## Exercise inputs
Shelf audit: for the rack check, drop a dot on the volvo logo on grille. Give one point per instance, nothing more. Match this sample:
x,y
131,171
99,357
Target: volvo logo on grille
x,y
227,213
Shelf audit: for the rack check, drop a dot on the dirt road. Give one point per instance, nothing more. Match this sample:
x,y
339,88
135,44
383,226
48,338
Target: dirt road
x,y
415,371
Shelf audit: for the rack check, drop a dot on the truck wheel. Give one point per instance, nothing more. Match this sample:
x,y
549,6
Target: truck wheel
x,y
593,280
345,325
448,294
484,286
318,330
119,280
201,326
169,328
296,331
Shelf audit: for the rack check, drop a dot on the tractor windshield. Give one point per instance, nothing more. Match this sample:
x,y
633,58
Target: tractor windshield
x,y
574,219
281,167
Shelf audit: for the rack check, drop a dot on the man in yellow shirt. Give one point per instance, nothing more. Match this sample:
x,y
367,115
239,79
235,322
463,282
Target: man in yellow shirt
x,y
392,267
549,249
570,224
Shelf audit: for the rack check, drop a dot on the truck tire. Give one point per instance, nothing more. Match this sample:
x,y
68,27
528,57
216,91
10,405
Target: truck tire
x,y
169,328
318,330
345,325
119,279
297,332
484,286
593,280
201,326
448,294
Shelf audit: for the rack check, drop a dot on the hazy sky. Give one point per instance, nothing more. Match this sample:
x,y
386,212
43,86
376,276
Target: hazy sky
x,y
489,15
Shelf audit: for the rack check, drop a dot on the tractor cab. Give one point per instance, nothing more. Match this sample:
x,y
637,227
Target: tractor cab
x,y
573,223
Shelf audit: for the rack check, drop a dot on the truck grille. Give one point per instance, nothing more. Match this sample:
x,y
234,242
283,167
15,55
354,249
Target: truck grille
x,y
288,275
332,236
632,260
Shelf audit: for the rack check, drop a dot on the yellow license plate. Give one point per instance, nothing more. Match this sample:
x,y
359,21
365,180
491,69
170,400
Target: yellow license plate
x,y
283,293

## Description of the task
The data above must be reproduced in full, exactly as given.

## Reply to the task
Shelf audit: for the rack check, drop a dot on the volvo logo on grille. Give one point per instance, nothing more. Match this sample:
x,y
131,171
99,357
Target: volvo logo on grille
x,y
227,213
Shelf audit: for the rack check, drop a dot on the dirt road. Give one point per instance, nothing more. Match this sample:
x,y
339,88
135,44
383,226
48,338
Target: dirt road
x,y
415,371
Shelf audit: for the rack check, drop a dot on the truck wheel. Give one point per instance, nothing more. Match this sample:
x,y
549,6
Target: truck wheel
x,y
593,280
345,325
448,294
484,286
318,330
119,280
201,326
169,328
296,331
Shelf audit: for the rack check, drop a dot on the tractor windshield. Give one point per instance, nothing more. Match this sample:
x,y
633,58
Target: tractor windshield
x,y
574,219
281,167
Shelf audit: for the rack check, drop a dot on the man in yellow shirt. Give one point per instance, nothing more. Match this sample:
x,y
367,115
239,79
235,322
463,282
Target: man in yellow shirt
x,y
392,267
549,249
570,224
Shelf audit: for the rack check, drop a dot on the truck tire. Give one point per instance, nothing more. Match this sample:
x,y
68,27
528,57
216,91
10,405
Target: truck tire
x,y
169,328
318,330
345,325
119,279
297,332
484,286
593,280
201,326
448,294
Shelf audit: for the rack check, drop a dot on the hazy sky. Give one point per instance, nothing more. Match this sample:
x,y
386,212
43,86
376,276
Target: hazy sky
x,y
489,15
Shelf audit: for the rack check, drop a dot on the tractor cab. Give one point per instance, nothing more. Match this sample:
x,y
637,227
Target: tractor cab
x,y
573,223
Shelf audit: for the rack check, drop a dot on the truck grille. Give one point per instance, nothing more. Match this sample:
x,y
234,242
283,167
15,55
354,249
Target: truck grille
x,y
288,275
332,236
632,260
Shelf audit: for the rack check, drop a dot on the yellow license plate. Give one point per instance, nothing more. Match this sample:
x,y
359,21
365,180
491,69
170,400
Target: yellow license plate
x,y
283,293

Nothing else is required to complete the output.